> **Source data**
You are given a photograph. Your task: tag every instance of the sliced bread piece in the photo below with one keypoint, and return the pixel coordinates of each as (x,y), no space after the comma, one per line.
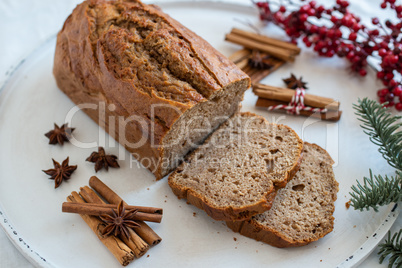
(235,173)
(302,211)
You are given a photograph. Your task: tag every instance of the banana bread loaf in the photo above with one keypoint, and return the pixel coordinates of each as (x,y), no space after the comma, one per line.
(155,86)
(302,211)
(235,173)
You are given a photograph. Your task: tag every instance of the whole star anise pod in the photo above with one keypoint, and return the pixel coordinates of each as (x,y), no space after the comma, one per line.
(259,60)
(60,172)
(120,222)
(102,160)
(59,134)
(292,82)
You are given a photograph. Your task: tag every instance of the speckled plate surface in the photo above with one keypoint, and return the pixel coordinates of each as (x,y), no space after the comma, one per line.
(30,207)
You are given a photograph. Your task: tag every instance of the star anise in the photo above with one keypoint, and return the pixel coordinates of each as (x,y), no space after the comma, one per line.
(292,82)
(59,134)
(60,172)
(102,160)
(259,60)
(120,222)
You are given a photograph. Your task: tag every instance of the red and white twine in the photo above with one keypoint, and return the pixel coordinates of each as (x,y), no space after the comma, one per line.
(297,104)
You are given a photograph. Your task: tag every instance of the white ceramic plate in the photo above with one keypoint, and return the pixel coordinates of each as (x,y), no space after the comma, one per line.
(30,207)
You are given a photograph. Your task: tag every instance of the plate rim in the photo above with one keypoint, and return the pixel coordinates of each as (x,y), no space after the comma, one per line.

> **WHAT IS EXPECTED**
The answer must be the lines from the one containing "of the star" through the last line of the records, copied exactly, with nothing else.

> **ANSWER BOX**
You are given a photograph. Your task: tag every instance of the star anise in the photo above with one keypoint, and return the pixel coordinates of each as (x,y), no space after the comma, one per line.
(292,82)
(59,134)
(60,172)
(102,160)
(259,60)
(120,222)
You are given a photograph. Your task: tag every instance of the red and white twine in the photo above with one keypoint, and return the pixel coordinates of each as (x,y), no space after the comma, one per line.
(297,104)
You are given a photograph. Your task: tag every instance of the white ceramic plate in the photo above with one keypoint, and return the pixel coordinates of each as (x,y), no space after the comma, one per line.
(30,207)
You are given a photograph. Your task: tag every instance of the plate rim in the photo above with one keypoint, and return the pixel coordinates of each as (x,y), no space after the comma, one per line.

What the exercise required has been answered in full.